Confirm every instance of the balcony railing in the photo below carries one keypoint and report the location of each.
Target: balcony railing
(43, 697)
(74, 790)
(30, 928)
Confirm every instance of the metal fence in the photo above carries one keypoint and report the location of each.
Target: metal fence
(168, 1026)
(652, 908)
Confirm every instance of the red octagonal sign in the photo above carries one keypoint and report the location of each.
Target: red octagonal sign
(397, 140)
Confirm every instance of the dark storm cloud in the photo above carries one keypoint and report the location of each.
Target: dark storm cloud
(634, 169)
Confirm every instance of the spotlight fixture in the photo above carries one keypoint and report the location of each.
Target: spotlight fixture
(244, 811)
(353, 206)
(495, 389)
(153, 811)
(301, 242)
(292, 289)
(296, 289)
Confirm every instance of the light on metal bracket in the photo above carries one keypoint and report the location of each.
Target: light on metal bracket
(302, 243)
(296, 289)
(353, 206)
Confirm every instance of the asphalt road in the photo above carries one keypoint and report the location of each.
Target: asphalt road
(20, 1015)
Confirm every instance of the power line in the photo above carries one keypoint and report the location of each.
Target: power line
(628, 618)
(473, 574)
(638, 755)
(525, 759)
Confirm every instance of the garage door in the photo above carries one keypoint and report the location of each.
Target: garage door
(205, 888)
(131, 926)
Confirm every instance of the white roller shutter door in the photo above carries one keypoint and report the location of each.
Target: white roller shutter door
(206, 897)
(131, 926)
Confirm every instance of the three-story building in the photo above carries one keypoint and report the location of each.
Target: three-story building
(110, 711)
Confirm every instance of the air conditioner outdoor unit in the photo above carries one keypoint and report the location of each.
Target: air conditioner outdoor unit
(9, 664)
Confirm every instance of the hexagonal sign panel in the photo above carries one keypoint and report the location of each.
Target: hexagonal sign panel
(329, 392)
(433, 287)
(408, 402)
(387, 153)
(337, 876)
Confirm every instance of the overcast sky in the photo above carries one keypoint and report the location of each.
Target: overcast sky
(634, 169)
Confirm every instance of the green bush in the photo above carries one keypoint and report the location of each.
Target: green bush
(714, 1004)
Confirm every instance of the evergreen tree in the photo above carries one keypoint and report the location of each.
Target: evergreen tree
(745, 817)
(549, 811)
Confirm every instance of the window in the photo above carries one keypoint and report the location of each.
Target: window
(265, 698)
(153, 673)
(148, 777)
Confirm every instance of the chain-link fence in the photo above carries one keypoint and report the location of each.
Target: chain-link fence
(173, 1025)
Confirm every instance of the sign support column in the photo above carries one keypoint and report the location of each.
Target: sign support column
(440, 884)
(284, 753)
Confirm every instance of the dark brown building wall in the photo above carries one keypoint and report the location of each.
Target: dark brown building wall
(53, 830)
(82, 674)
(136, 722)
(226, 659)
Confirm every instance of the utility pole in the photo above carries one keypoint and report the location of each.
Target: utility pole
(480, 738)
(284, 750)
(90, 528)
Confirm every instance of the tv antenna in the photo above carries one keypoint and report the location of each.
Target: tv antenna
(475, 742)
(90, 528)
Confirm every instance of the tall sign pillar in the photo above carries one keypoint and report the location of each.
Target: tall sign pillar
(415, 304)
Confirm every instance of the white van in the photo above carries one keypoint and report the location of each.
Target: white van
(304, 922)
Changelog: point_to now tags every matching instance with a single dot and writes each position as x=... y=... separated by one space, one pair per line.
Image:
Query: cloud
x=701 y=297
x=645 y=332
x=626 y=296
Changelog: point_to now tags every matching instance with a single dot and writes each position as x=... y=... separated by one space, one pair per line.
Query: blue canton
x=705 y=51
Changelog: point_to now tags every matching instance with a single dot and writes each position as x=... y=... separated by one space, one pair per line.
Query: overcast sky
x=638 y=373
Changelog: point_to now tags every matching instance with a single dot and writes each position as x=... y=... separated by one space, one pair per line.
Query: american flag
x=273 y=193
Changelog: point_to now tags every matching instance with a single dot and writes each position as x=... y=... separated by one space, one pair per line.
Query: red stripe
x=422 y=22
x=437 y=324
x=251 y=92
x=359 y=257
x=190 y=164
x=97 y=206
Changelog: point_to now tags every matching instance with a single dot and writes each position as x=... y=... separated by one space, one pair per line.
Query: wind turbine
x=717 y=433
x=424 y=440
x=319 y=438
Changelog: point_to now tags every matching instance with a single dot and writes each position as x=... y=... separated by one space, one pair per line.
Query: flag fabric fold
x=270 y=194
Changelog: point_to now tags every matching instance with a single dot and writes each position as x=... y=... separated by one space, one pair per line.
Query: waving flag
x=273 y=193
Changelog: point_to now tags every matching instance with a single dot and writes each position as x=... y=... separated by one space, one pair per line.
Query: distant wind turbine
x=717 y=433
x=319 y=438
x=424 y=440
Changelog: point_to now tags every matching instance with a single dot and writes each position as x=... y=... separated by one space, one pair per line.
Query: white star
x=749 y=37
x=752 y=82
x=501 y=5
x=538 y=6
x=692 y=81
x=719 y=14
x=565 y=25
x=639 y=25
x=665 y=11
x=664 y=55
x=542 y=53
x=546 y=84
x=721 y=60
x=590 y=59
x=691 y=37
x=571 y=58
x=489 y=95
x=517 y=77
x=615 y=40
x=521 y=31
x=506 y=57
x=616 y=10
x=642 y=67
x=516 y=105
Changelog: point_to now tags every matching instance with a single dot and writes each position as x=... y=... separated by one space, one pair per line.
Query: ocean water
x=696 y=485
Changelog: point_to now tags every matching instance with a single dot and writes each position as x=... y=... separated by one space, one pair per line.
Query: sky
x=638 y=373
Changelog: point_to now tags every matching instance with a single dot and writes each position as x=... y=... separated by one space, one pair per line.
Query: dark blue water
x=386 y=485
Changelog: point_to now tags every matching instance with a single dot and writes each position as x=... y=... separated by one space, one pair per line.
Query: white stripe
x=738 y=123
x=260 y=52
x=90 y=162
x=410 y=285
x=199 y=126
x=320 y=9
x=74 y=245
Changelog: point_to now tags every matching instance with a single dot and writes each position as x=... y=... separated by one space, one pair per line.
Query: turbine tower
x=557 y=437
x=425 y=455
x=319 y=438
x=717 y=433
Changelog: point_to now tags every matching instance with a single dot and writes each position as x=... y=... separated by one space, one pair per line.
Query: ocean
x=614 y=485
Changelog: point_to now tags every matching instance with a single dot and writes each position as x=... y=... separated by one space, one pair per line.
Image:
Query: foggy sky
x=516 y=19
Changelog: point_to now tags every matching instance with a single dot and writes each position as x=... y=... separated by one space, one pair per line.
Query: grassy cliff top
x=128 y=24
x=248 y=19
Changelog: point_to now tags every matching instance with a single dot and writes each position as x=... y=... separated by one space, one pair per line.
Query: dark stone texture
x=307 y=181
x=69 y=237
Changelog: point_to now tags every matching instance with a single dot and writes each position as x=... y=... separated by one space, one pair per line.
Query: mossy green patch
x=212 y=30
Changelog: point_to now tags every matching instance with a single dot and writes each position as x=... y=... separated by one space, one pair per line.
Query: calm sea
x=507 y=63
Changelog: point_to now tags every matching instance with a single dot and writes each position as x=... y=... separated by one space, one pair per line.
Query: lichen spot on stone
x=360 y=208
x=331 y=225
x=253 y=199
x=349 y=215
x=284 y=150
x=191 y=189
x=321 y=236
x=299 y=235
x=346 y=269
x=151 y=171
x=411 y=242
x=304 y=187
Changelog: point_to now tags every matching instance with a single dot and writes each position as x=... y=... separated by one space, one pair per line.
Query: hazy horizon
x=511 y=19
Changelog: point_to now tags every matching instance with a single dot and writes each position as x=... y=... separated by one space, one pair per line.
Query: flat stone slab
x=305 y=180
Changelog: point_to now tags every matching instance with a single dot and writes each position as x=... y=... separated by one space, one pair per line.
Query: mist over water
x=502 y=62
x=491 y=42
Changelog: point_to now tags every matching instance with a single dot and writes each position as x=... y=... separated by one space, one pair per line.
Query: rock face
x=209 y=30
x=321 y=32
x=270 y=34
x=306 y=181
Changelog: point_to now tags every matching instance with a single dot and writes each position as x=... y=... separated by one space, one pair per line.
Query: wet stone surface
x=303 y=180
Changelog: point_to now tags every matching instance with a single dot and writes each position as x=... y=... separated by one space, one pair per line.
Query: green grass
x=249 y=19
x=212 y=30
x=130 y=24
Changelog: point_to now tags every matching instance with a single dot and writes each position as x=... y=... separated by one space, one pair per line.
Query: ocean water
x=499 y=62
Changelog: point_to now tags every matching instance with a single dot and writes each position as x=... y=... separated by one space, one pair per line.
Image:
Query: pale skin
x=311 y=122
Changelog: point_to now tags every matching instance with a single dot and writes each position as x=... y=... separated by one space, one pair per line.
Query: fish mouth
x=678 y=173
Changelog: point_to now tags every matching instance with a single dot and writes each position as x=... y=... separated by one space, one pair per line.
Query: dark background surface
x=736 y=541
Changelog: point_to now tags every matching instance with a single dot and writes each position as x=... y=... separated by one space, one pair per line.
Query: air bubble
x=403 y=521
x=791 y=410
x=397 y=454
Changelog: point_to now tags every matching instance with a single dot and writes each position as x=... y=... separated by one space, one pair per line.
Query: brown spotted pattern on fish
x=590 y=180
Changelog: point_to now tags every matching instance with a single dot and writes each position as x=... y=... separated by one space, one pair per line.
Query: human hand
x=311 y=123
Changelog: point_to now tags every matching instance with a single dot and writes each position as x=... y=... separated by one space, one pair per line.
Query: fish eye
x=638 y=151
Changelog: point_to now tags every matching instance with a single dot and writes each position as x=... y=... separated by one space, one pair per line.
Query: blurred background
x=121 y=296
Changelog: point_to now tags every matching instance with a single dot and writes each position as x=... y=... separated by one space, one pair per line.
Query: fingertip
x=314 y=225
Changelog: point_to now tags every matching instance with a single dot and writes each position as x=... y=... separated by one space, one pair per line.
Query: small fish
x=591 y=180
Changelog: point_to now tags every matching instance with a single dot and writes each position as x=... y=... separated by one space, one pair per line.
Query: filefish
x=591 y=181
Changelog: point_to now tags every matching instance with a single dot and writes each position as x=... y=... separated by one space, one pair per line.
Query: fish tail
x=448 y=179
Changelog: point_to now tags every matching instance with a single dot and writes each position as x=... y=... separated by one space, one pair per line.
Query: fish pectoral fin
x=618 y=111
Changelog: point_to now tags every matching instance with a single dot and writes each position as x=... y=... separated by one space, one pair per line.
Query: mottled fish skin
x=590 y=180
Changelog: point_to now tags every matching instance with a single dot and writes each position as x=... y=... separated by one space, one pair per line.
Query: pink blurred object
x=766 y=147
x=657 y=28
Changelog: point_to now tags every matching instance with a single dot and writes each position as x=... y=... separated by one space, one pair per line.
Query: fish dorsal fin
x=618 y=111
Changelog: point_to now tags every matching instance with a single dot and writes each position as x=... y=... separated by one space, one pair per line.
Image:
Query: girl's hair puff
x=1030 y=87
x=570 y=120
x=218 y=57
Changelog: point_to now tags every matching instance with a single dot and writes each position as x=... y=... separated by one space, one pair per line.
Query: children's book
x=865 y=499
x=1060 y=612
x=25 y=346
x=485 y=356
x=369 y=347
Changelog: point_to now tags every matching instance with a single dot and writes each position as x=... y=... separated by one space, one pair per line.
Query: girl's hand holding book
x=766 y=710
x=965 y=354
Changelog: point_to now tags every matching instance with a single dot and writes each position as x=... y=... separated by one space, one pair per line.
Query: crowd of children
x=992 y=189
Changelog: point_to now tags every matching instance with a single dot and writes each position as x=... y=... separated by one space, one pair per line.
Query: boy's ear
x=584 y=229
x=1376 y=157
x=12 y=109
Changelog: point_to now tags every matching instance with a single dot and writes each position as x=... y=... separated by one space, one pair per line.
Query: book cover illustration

PROBLEM STATEMENT: Starting with the first line of the listing above, copy each line exactly until you have copied the line containing "Confirm every instance of the dark storm". Stop there.

THE ANSWER:
Confirm every instance of the balcony railing in the photo below carries one keypoint and report the location of each.
Target: balcony railing
(43, 697)
(74, 790)
(30, 928)
Confirm every instance of the metal fence in the photo above carries one keypoint and report the location of each.
Target: metal fence
(168, 1026)
(652, 908)
Confirm every instance of the red octagonal sign in the photo above carries one keypoint and report the location of each.
Target: red octagonal sign
(397, 140)
Confirm every instance of the dark storm cloud in the photo above carries one keypoint and report the location of each.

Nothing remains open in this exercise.